**Set problem 1**
Copy out every line of the entries that contains the word "bank", matching case.

Miss Jessie A. West, Center street, Auburn recipe for Beef Stifle: Cut a piece from the neck into small junks; put into a bean pot with a little salt, an onion, if the flavor is liked, and not more than a half cup of water, or if the oven is very slow, not any. Cover and cook three hours. Then make a gravy with water and flour, just enough to have thick and brown. It will come out brown and tender and can be cooked with very little attention.

50 Years Ago, 1956

This is the 15th anniversary of Pearl Harbor, and in many an American home there will be reminiscences, as people try to recall where they were and what they were doing on that fateful Sunday. The attack came at 11 a.m. Pacific coast time, and caught people there at church-time. It was noon in the mountain States, and one in the afternoon in the mid-west. On the eastern seaboard people were finishing dinner, or planning a short ride in the early December sunshine. What was most shocking was the suddenness of it – one minute we were at peace, and in the next minute at war. And nothing was ever quite the same after that. December 7, 1941, was not only the date of a historic surprise attack, but it marked the end of one ear and the start of another.

25 Years Ago, 1981

Fuel oil glistens on the murky waters over the hull of the once-proud battleship Arizona, and there are still scars on the concrete headquarters of the U.S. Pacific Air Force command in Pearl Harbor, Hawaii. Little other physical evidence remains of what happened here Dec. 7, 1941, the day 40 years ago that President Franklin D. Roosevelt said would “live in infamy.”

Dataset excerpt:
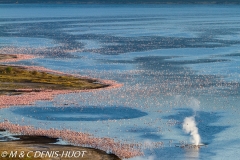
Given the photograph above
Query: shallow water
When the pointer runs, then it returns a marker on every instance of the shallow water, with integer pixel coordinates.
(175, 61)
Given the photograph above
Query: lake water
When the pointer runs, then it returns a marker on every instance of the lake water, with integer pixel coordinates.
(175, 61)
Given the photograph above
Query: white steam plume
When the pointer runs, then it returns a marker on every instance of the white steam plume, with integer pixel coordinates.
(189, 126)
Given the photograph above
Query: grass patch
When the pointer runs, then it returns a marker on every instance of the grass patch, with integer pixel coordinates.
(12, 77)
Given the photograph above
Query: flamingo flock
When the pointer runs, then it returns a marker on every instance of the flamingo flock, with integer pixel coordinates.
(78, 138)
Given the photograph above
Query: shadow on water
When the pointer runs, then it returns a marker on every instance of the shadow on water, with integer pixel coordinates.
(89, 113)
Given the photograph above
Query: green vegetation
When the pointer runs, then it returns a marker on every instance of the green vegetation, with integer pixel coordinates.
(12, 78)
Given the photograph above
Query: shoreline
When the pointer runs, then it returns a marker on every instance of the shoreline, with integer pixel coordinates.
(122, 150)
(77, 138)
(44, 145)
(29, 98)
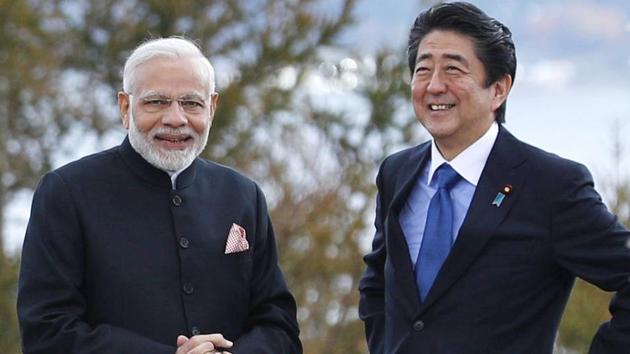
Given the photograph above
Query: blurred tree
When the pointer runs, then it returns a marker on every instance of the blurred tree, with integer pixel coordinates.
(34, 114)
(588, 305)
(9, 336)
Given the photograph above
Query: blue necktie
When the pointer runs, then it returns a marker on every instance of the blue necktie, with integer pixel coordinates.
(436, 242)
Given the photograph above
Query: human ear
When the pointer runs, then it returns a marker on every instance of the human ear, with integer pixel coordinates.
(123, 108)
(502, 89)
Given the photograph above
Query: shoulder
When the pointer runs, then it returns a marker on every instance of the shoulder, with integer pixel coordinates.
(225, 176)
(412, 154)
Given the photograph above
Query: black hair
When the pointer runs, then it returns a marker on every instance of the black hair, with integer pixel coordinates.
(492, 39)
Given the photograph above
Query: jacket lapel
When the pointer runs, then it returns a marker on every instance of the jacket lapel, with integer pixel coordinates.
(406, 178)
(504, 167)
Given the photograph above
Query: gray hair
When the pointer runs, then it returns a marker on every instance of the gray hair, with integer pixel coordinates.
(172, 47)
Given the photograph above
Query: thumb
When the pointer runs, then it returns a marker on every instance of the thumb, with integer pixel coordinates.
(181, 340)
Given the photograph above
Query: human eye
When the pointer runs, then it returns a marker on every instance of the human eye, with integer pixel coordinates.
(422, 69)
(156, 102)
(192, 105)
(453, 69)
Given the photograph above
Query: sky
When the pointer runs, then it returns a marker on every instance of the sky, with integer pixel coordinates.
(572, 89)
(572, 83)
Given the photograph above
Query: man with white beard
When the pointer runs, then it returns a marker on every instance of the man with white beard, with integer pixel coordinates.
(146, 248)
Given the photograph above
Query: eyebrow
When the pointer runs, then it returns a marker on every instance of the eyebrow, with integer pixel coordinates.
(186, 95)
(455, 57)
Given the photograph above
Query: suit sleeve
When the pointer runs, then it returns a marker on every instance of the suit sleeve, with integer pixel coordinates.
(372, 283)
(593, 245)
(271, 326)
(51, 306)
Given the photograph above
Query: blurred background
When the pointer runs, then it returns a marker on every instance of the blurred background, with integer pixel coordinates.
(314, 94)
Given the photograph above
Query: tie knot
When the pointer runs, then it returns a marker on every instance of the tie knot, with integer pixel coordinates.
(446, 176)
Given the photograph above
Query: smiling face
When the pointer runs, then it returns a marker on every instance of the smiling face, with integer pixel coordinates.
(169, 112)
(449, 94)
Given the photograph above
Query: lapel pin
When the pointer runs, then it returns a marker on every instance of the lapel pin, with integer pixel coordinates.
(505, 191)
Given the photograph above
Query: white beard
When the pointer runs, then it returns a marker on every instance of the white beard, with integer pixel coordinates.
(166, 160)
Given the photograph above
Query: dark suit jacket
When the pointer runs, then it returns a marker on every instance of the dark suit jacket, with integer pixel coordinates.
(506, 281)
(115, 261)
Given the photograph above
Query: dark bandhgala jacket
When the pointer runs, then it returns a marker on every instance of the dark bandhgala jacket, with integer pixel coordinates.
(116, 261)
(505, 283)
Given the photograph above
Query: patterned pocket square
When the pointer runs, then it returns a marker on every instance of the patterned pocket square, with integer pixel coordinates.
(237, 240)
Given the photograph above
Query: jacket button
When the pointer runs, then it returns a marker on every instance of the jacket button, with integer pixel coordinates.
(418, 326)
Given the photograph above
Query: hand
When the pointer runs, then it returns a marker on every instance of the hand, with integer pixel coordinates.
(203, 344)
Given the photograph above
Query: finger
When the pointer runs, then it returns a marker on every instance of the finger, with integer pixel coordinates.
(181, 340)
(216, 338)
(203, 348)
(196, 345)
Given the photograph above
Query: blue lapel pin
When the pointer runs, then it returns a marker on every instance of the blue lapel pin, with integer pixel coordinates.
(505, 191)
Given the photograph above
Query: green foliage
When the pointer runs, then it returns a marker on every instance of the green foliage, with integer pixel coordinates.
(588, 305)
(316, 162)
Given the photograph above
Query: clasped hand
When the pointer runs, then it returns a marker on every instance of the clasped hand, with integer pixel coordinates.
(203, 344)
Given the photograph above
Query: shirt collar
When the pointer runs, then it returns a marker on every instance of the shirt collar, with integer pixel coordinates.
(470, 162)
(175, 174)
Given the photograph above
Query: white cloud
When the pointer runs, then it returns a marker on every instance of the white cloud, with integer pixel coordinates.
(548, 73)
(584, 19)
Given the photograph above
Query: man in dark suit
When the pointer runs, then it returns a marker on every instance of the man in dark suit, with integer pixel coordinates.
(146, 248)
(479, 236)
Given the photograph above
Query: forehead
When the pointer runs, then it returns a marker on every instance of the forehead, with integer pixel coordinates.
(171, 76)
(439, 43)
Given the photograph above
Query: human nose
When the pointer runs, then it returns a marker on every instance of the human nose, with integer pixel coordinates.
(174, 116)
(436, 84)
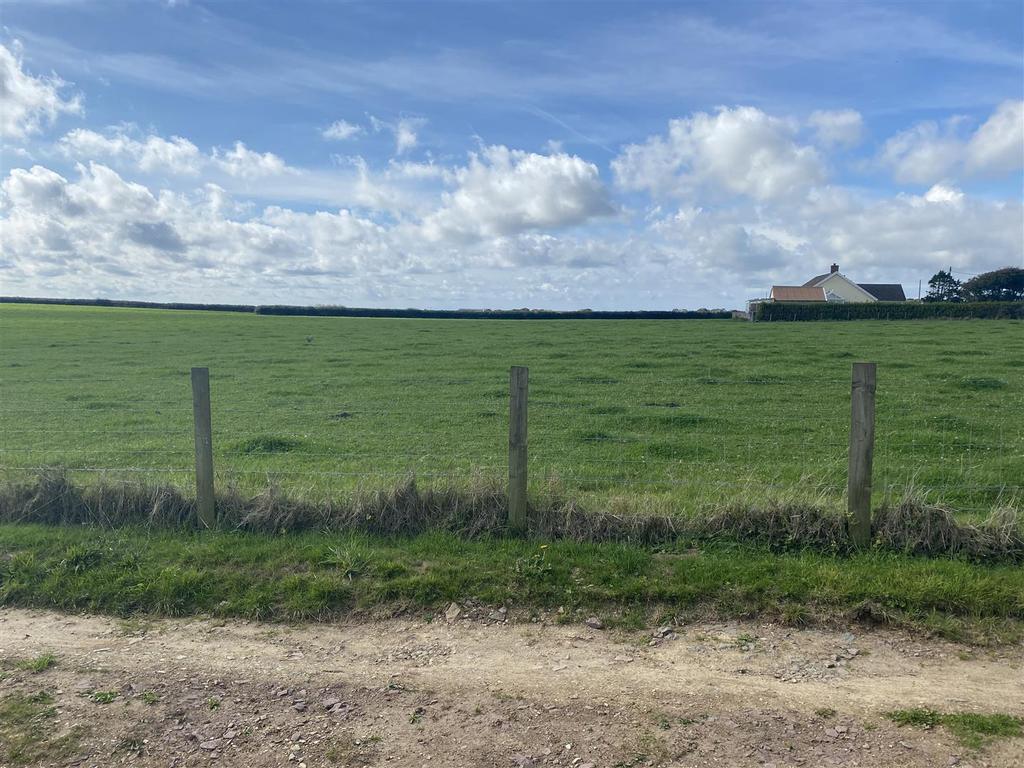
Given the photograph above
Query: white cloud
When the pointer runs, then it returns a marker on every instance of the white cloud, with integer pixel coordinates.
(406, 131)
(736, 152)
(997, 146)
(504, 192)
(103, 235)
(930, 152)
(30, 103)
(943, 194)
(341, 130)
(838, 128)
(924, 154)
(245, 163)
(151, 155)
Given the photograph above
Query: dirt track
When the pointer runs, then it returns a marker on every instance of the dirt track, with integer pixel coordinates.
(485, 692)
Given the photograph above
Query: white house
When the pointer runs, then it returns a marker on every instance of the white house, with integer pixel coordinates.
(834, 286)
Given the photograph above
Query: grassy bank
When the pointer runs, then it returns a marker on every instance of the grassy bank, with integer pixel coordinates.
(478, 509)
(653, 414)
(318, 576)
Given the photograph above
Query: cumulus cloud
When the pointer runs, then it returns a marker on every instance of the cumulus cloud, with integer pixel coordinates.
(341, 130)
(30, 103)
(931, 152)
(503, 192)
(735, 152)
(838, 128)
(997, 146)
(406, 131)
(923, 154)
(245, 163)
(151, 154)
(101, 231)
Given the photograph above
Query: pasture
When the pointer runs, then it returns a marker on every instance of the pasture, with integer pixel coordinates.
(671, 415)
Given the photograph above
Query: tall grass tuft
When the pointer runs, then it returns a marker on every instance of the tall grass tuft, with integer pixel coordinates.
(478, 507)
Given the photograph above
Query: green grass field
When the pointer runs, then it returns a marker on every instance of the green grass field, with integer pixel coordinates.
(676, 414)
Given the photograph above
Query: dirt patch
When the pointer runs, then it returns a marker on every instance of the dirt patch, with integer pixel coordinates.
(495, 692)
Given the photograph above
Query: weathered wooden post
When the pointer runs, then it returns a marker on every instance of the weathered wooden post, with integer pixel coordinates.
(204, 448)
(861, 453)
(518, 383)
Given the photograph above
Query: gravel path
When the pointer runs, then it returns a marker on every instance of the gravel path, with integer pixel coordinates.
(484, 690)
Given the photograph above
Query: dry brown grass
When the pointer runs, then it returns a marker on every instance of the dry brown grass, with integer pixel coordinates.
(479, 507)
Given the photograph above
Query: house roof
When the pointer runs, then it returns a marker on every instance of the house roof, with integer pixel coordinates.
(814, 281)
(798, 293)
(885, 291)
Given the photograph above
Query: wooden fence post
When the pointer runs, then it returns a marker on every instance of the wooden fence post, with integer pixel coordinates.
(518, 383)
(861, 453)
(204, 448)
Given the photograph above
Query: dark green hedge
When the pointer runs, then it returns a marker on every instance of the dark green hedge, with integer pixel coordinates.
(769, 312)
(343, 311)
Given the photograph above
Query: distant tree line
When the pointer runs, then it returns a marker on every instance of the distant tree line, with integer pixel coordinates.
(999, 285)
(343, 311)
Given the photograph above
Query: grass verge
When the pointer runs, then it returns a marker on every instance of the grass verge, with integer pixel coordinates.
(316, 576)
(28, 731)
(478, 508)
(971, 729)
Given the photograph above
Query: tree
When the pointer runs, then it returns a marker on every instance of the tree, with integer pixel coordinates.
(999, 285)
(944, 287)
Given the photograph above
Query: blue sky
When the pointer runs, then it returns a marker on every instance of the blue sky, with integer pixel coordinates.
(555, 155)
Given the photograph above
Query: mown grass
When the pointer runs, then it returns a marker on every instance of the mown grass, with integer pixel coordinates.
(971, 729)
(673, 415)
(316, 576)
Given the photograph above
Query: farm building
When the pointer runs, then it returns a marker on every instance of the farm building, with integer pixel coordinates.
(834, 286)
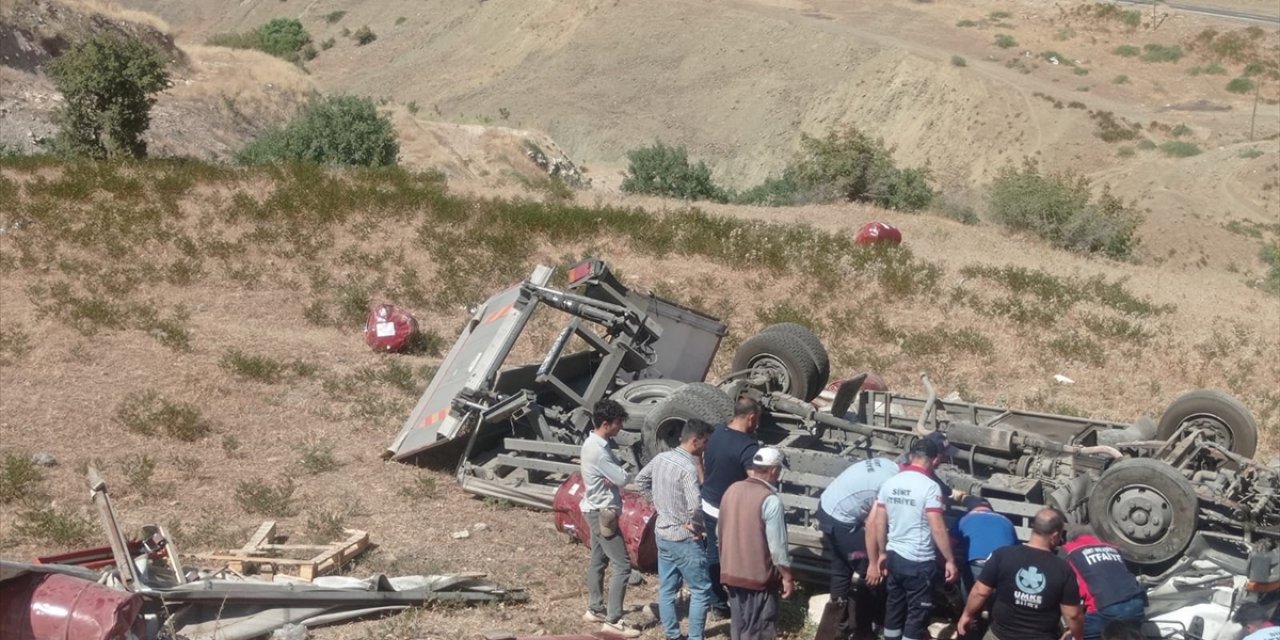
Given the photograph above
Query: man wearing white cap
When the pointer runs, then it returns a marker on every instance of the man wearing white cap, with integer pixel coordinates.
(755, 563)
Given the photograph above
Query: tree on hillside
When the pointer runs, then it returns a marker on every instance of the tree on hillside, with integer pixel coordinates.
(109, 86)
(334, 131)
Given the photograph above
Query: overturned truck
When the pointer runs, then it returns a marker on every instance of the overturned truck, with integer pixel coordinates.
(1168, 493)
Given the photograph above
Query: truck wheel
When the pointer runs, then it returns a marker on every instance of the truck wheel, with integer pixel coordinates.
(812, 343)
(667, 419)
(1146, 508)
(1228, 420)
(640, 397)
(786, 357)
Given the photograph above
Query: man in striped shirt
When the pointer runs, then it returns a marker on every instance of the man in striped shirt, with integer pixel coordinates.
(672, 480)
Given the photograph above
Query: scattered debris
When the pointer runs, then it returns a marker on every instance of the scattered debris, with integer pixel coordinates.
(137, 589)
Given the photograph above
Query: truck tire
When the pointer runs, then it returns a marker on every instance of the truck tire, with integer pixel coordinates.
(667, 419)
(1230, 421)
(810, 342)
(639, 398)
(787, 356)
(1147, 510)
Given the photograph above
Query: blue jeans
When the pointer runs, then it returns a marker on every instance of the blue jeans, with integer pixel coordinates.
(1133, 609)
(682, 560)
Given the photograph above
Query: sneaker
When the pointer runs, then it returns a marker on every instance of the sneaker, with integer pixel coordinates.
(620, 629)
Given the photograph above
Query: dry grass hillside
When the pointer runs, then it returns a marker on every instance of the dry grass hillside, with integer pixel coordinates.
(195, 330)
(737, 82)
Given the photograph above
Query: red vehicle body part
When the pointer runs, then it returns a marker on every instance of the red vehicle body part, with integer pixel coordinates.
(54, 606)
(878, 233)
(635, 522)
(389, 328)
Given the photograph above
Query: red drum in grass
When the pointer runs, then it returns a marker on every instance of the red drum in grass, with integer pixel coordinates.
(635, 521)
(878, 233)
(389, 328)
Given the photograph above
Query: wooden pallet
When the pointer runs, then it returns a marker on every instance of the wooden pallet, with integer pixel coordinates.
(260, 553)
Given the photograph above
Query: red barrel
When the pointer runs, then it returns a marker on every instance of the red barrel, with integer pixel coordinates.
(636, 521)
(389, 328)
(54, 606)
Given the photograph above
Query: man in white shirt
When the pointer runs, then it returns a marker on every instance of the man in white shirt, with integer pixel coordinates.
(905, 533)
(602, 504)
(1256, 620)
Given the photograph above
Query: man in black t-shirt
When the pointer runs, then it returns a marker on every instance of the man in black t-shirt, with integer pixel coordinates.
(1033, 588)
(725, 461)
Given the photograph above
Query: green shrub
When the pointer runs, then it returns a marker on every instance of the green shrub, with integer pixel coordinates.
(364, 35)
(1061, 209)
(662, 170)
(851, 165)
(18, 478)
(332, 131)
(908, 191)
(1239, 86)
(283, 37)
(108, 85)
(1179, 149)
(1156, 53)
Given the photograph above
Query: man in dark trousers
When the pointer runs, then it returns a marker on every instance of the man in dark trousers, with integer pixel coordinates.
(1109, 590)
(1033, 588)
(909, 529)
(727, 457)
(671, 479)
(755, 562)
(842, 512)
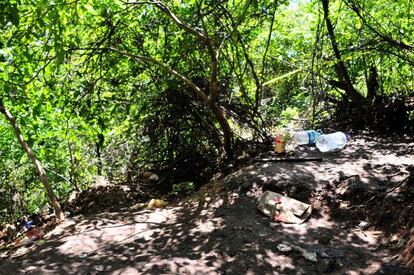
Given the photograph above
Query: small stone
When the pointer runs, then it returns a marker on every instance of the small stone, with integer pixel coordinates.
(284, 247)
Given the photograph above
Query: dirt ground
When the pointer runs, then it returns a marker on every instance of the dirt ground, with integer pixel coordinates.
(360, 222)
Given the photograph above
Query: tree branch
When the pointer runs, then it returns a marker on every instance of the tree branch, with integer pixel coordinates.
(196, 89)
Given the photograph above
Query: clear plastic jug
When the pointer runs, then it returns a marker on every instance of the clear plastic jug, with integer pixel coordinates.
(306, 137)
(331, 142)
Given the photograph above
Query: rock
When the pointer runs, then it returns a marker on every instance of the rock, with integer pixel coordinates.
(284, 248)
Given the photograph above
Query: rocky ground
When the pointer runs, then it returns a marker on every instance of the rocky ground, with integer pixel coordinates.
(362, 221)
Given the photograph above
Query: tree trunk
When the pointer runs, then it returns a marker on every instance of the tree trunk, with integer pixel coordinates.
(42, 174)
(341, 71)
(225, 127)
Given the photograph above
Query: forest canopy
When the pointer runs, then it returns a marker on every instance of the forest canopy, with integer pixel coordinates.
(114, 88)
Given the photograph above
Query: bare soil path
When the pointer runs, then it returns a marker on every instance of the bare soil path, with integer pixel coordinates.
(220, 231)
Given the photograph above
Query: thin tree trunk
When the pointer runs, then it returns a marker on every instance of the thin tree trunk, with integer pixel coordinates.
(42, 174)
(341, 70)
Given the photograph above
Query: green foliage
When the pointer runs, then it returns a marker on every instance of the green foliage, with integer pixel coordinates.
(182, 187)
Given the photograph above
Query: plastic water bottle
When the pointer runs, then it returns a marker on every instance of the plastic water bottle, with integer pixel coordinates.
(306, 137)
(331, 142)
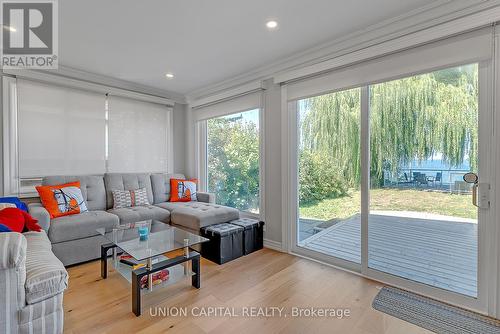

**Set problem 2**
List the parts of the country that the newspaper column names when it gives the hour of the Pearl Harbor attack.

**Worked answer 1**
Query: grassy bank
When the pointer runs, then it returns a marker on every instance of the grassy bank, with integer pixel coordinates.

**Worked answer 2**
- Pacific coast
- mountain States
- mid-west
- eastern seaboard